Collected data entries
○ ○ ○ ○
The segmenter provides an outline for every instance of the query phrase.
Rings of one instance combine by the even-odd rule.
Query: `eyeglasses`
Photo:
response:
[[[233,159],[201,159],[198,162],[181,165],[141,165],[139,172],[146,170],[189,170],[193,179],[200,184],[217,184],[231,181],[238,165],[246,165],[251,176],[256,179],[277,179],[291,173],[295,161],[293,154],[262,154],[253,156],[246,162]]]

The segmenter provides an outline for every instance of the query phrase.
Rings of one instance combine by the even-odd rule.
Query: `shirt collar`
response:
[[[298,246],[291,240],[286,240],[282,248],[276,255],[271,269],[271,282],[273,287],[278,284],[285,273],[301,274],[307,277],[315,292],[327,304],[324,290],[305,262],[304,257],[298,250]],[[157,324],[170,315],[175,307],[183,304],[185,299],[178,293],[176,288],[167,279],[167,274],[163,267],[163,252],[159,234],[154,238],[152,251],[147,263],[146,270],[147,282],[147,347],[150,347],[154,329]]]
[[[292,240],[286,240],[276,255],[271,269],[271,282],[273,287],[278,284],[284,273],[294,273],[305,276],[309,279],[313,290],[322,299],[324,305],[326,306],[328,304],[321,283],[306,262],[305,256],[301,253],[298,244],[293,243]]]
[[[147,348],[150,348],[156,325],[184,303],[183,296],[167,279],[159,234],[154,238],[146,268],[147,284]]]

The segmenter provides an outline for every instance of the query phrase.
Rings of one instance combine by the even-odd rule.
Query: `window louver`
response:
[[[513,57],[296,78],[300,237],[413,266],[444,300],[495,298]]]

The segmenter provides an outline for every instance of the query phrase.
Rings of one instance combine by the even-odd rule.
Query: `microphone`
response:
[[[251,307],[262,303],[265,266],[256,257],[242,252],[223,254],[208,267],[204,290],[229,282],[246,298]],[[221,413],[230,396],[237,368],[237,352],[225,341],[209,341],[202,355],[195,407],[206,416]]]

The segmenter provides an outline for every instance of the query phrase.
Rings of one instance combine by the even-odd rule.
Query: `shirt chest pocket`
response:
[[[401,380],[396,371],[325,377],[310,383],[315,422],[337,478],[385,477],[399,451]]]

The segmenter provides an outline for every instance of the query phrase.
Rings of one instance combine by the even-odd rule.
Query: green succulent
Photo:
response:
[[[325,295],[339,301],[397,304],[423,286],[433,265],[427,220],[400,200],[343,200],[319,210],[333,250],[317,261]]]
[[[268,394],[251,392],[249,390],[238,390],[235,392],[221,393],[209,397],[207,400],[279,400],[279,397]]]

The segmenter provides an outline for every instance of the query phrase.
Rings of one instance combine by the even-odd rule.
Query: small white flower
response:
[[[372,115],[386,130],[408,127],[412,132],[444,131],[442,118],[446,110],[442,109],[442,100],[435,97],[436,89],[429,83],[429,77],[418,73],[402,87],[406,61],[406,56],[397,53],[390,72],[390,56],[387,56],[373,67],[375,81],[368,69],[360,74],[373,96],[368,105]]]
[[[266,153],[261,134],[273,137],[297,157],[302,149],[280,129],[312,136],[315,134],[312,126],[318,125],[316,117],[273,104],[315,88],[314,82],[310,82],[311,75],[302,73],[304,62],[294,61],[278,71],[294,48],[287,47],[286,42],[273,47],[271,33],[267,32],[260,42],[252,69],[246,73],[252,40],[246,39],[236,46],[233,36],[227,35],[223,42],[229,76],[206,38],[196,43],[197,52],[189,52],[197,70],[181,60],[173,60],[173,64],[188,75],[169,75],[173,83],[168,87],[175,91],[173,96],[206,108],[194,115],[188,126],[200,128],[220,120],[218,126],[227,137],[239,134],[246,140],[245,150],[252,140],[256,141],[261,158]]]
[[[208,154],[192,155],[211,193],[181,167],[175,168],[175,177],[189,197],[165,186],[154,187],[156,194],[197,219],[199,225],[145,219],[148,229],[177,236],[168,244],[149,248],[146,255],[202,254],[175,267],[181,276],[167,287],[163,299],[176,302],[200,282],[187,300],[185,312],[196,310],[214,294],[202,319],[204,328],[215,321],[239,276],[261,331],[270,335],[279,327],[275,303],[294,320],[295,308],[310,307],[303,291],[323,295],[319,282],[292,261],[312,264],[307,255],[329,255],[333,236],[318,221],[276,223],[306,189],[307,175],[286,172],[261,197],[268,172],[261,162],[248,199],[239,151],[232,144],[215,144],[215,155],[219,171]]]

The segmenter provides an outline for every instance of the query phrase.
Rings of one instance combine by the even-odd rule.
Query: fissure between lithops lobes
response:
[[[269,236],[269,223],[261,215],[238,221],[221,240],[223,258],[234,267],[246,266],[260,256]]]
○ ○ ○ ○
• _How to complete this task_: Retype the data exactly as it reads.

• _Written response_:
The segmenter provides an outline for every instance of the query phrase.
Rings of one instance combine by the even-odd rule.
Query: `eyeglasses`
Photo:
response:
[[[233,159],[201,159],[198,162],[181,165],[141,165],[139,172],[146,170],[189,170],[193,179],[200,184],[217,184],[231,181],[238,165],[246,165],[251,176],[256,179],[277,179],[291,173],[295,161],[293,154],[262,154],[253,156],[246,162]]]

The segmenter provides an outline for every instance of the query phrase.
Rings of one instance combine by the even-odd rule.
Query: `shirt collar`
response:
[[[298,246],[291,240],[286,240],[282,248],[276,255],[271,269],[271,282],[273,287],[278,284],[285,273],[301,274],[307,277],[315,292],[327,304],[324,290],[305,262],[304,257],[298,250]],[[157,324],[170,315],[175,307],[183,304],[185,299],[178,293],[176,288],[167,279],[167,274],[163,267],[163,252],[159,234],[154,238],[152,251],[147,263],[146,270],[147,282],[147,347],[150,347],[154,329]]]
[[[292,240],[286,240],[276,255],[271,269],[271,282],[273,287],[278,284],[284,273],[294,273],[305,276],[309,279],[313,290],[322,299],[324,305],[326,306],[328,304],[321,283],[306,262],[305,256],[301,253],[298,244],[293,243]]]
[[[147,348],[150,348],[156,325],[184,303],[183,296],[167,279],[159,234],[154,238],[146,268],[147,284]]]

The segmenter provides an outline for every instance of the query phrase.
Rings of one instance combine by the even-odd rule.
Query: `window louver`
response:
[[[513,57],[296,78],[300,237],[413,266],[444,300],[495,298]]]

The segmenter provides an outline for every instance of the query phrase.
Rings of one instance combine by the even-odd rule.
Query: `microphone`
response:
[[[251,307],[262,303],[265,266],[256,257],[242,252],[223,254],[208,267],[204,290],[229,282],[246,298]],[[221,413],[230,396],[237,368],[237,352],[225,341],[209,341],[202,355],[195,407],[206,416]]]

The segmenter provides an outline for every instance of the query phrase.
Rings of one instance combine by the even-odd rule.
Query: `shirt chest pocket`
response:
[[[401,380],[396,371],[325,377],[310,383],[315,422],[337,478],[385,477],[399,451]]]

The segmenter provides an outline for every instance of the query phrase.
Rings of one instance combine by the even-odd rule.
Query: green succulent
Photo:
response:
[[[325,295],[339,301],[397,304],[423,286],[433,265],[427,220],[400,200],[343,200],[319,210],[333,250],[317,261]]]
[[[268,394],[251,392],[249,390],[238,390],[235,392],[221,393],[209,397],[207,400],[279,400],[279,397]]]

The segmenter provides an outline for every instance of the query phrase.
Rings of one instance combine by the even-odd rule.
Query: small white flower
response:
[[[372,115],[386,130],[408,127],[412,132],[444,131],[442,118],[446,110],[442,109],[442,100],[435,97],[436,89],[429,83],[429,77],[418,73],[402,87],[406,61],[406,56],[397,53],[390,72],[390,56],[387,56],[373,67],[375,81],[368,69],[360,74],[373,96],[368,105]]]
[[[266,153],[261,134],[273,137],[297,157],[302,149],[280,129],[312,136],[315,134],[312,126],[318,125],[316,117],[273,104],[315,88],[314,82],[310,82],[311,75],[302,73],[304,62],[294,61],[278,71],[294,48],[287,47],[286,42],[273,47],[271,33],[267,32],[260,42],[252,69],[246,73],[252,40],[246,39],[236,46],[233,36],[227,35],[223,42],[229,76],[206,38],[196,43],[197,52],[189,52],[197,70],[181,60],[173,60],[173,64],[188,75],[169,75],[173,83],[168,87],[175,91],[173,96],[206,108],[194,115],[188,126],[200,128],[220,120],[218,126],[227,137],[239,134],[246,140],[245,150],[252,140],[256,141],[261,158]]]
[[[208,154],[192,155],[211,193],[181,167],[175,168],[175,177],[189,197],[165,186],[154,187],[156,194],[197,219],[199,225],[145,219],[148,229],[177,236],[168,244],[149,248],[146,255],[202,254],[175,267],[181,276],[167,287],[163,299],[176,302],[200,282],[187,300],[185,312],[196,310],[214,294],[202,319],[204,328],[215,321],[239,276],[261,331],[270,335],[279,327],[275,303],[294,320],[295,308],[310,307],[303,291],[323,295],[319,282],[292,261],[312,264],[307,255],[329,255],[333,236],[318,221],[276,223],[306,189],[307,175],[286,172],[261,197],[268,172],[261,162],[248,199],[239,151],[232,144],[215,144],[215,155],[219,171]]]

The segmenter provides an outline for every instance of the query phrase.
Rings of one instance combine by the even-odd rule.
Query: fissure between lithops lobes
response:
[[[269,236],[269,223],[261,215],[238,221],[221,240],[223,258],[234,267],[246,266],[260,256]]]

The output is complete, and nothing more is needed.